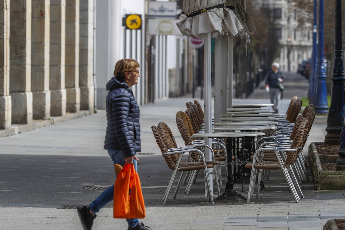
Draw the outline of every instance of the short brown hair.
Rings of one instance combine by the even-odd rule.
[[[114,76],[118,81],[123,82],[126,79],[126,72],[132,71],[136,67],[139,68],[140,66],[135,60],[125,58],[121,59],[116,62],[115,65]]]

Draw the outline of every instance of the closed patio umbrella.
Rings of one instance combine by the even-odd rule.
[[[177,23],[177,27],[189,37],[204,38],[208,33],[215,38],[236,36],[244,29],[233,10],[224,7],[225,3],[225,0],[185,0],[183,11],[187,17]]]
[[[249,35],[252,35],[256,32],[256,29],[252,17],[246,10],[246,0],[227,0],[225,4],[235,7],[235,14],[242,23],[245,33]],[[244,33],[240,34],[242,37],[245,35]]]
[[[187,17],[177,24],[182,34],[204,39],[204,90],[205,92],[205,132],[211,132],[211,39],[220,36],[234,37],[243,34],[242,22],[232,9],[225,7],[225,0],[184,0],[183,11]],[[240,18],[240,17],[239,18]],[[245,33],[244,33],[245,34]],[[219,39],[217,39],[217,40]],[[220,42],[220,40],[218,41]],[[220,55],[220,53],[217,54]],[[205,138],[205,143],[211,146]],[[210,160],[210,151],[205,152]],[[211,174],[210,176],[211,176]],[[212,184],[212,177],[209,177]],[[205,195],[207,195],[205,190]]]

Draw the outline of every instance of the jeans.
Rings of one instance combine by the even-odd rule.
[[[118,164],[122,166],[125,165],[125,156],[120,150],[108,149],[111,160],[114,164]],[[137,161],[133,159],[135,171],[137,171]],[[103,208],[105,205],[109,203],[114,199],[114,185],[112,185],[105,190],[95,200],[90,204],[90,209],[94,214],[98,212],[99,210]],[[139,223],[139,220],[136,218],[131,219],[126,219],[128,225],[132,228],[134,228]]]

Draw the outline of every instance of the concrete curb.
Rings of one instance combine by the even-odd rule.
[[[51,117],[48,120],[34,120],[30,124],[12,125],[9,129],[0,130],[0,138],[28,132],[36,129],[91,114],[91,113],[89,110],[83,110],[77,113],[66,113],[64,116]]]
[[[315,143],[309,146],[308,157],[315,190],[345,189],[345,171],[324,171]]]

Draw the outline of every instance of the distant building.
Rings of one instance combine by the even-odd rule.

▬▬▬▬▬▬

Transcribe every line of the entries above verbatim, leaving the pictures out of your answer.

Draw the outline of every instance of the short brown hair.
Rings of one instance combine by the even-odd rule.
[[[114,76],[118,81],[123,82],[126,79],[126,72],[132,71],[136,67],[139,68],[140,66],[135,60],[125,58],[121,59],[116,62],[115,65]]]

Draw the outline of every instance of the closed patio umbrella.
Rings of one instance combine by the even-odd rule.
[[[177,23],[177,27],[189,37],[204,38],[208,33],[215,38],[236,36],[244,29],[233,10],[224,7],[225,3],[225,0],[185,0],[183,11],[187,17]]]
[[[249,35],[252,35],[256,32],[256,29],[252,17],[246,10],[246,0],[227,0],[225,4],[235,7],[235,14],[242,23],[245,33]],[[244,33],[240,34],[242,37],[245,35]]]
[[[187,17],[177,24],[182,34],[204,39],[204,90],[205,92],[205,132],[211,132],[211,39],[220,36],[234,37],[243,34],[242,22],[232,9],[225,7],[225,0],[184,0],[183,11]],[[240,18],[240,17],[239,18]],[[245,33],[244,33],[245,34]],[[219,39],[217,39],[217,40]],[[220,42],[220,40],[218,41]],[[220,55],[220,53],[217,54]],[[205,138],[205,143],[211,146]],[[210,160],[210,151],[205,152]],[[211,174],[210,176],[211,176]],[[212,184],[212,177],[209,177]],[[205,195],[207,195],[205,190]]]

Draw the outline of every instance of the jeans.
Rings of one instance combine by the even-odd rule.
[[[118,164],[122,166],[125,165],[125,156],[120,150],[108,149],[111,160],[114,164]],[[137,161],[133,159],[135,171],[137,171]],[[103,208],[105,205],[109,203],[114,199],[114,185],[112,185],[105,190],[95,200],[90,204],[90,209],[94,214],[98,212],[99,210]],[[139,223],[139,220],[136,218],[131,219],[126,219],[128,225],[132,228],[134,228]]]

Draw the outline of every instance of the concrete curb.
Rings of one instance combine by the even-odd rule.
[[[51,117],[48,120],[34,120],[30,124],[12,125],[9,129],[0,130],[0,138],[28,132],[36,129],[91,114],[91,113],[89,110],[83,110],[77,113],[66,113],[64,116]]]
[[[315,143],[309,146],[308,157],[315,190],[345,189],[345,171],[324,171]]]

Draw the outline of every instance of the distant building.
Rings of one instance combine by the even-odd rule.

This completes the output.